- Consegna
Restituisci senza alcuna modifica la parte del brano sulla Caritas parrocchiale compresa tra "La Caritas parrocchiale è" e "da praticare costantemente.", estremi inclusi.

- Brano del documento
============
Caritas

La Caritas parrocchiale è l'organismo pastorale istituito per animare la parrocchia, con l'obiettivo di aiutare tutti a vivere la testimonianza, non solo come fatto privato, ma come esperienza comunitaria, costitutiva della Chiesa. L’idea stessa di Caritas parrocchiale esige, pertanto, una parrocchia "comunità di fede, preghiera e amore". Questo non significa che non può esserci Caritas dove non c’è "comunità", ma si tratta piuttosto di investire, le poche o tante energie della Caritas parrocchiale nella costruzione della "comunità di fede, preghiera e amore". Come se la testimonianza comunitaria della carità fosse insieme la meta da raggiungere e il mezzo, (o almeno uno dei mezzi), per costruire la comunione. Un esercizio da praticare costantemente.

Cosa ci si aspetta dalla Caritas parrocchiale?
============
- Estratto dei dati
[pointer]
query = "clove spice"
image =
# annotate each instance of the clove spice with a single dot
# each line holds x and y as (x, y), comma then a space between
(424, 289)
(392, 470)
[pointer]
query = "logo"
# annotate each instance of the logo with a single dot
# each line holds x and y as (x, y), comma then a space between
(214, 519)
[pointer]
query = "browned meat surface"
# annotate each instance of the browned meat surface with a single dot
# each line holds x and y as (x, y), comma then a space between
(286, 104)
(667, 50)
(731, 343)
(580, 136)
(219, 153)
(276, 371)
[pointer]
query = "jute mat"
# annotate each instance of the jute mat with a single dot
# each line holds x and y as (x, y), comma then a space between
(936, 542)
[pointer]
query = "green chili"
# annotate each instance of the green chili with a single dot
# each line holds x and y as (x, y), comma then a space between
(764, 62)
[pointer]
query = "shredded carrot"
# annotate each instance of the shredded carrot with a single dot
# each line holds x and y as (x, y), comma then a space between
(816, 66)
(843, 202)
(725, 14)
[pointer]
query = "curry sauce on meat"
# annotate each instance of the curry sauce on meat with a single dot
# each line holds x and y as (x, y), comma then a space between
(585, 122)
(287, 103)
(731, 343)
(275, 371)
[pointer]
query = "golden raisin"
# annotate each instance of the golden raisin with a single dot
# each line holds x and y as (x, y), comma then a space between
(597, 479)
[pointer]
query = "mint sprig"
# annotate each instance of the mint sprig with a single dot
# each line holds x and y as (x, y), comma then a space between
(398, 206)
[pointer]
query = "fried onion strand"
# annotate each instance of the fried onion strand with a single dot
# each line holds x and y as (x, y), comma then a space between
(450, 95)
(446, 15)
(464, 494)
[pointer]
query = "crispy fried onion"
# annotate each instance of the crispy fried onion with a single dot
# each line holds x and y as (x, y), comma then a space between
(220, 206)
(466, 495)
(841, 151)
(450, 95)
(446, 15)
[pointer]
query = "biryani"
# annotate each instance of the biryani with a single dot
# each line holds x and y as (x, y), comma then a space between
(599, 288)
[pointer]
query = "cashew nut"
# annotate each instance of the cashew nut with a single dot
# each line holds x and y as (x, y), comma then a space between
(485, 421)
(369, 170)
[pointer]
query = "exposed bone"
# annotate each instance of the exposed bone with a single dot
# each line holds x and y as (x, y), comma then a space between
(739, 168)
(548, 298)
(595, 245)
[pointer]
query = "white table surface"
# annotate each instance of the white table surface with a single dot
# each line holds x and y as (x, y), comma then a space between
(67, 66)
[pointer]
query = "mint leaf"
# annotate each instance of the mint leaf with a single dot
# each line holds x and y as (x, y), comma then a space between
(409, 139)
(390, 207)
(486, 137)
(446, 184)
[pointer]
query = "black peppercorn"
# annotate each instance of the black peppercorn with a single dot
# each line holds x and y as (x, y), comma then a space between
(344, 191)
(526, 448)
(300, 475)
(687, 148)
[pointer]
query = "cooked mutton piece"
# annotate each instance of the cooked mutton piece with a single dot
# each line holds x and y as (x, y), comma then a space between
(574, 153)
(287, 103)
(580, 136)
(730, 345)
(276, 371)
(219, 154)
============
- Risposta all'esercizio
La Caritas parrocchiale è l'organismo pastorale istituito per animare la parrocchia, con l'obiettivo di aiutare tutti a vivere la testimonianza, non solo come fatto privato, ma come esperienza comunitaria, costitutiva della Chiesa. L’idea stessa di Caritas parrocchiale esige, pertanto, una parrocchia "comunità di fede, preghiera e amore". Questo non significa che non può esserci Caritas dove non c’è "comunità", ma si tratta piuttosto di investire, le poche o tante energie della Caritas parrocchiale nella costruzione della "comunità di fede, preghiera e amore". Come se la testimonianza comunitaria della carità fosse insieme la meta da raggiungere e il mezzo, (o almeno uno dei mezzi), per costruire la comunione. Un esercizio da praticare costantemente.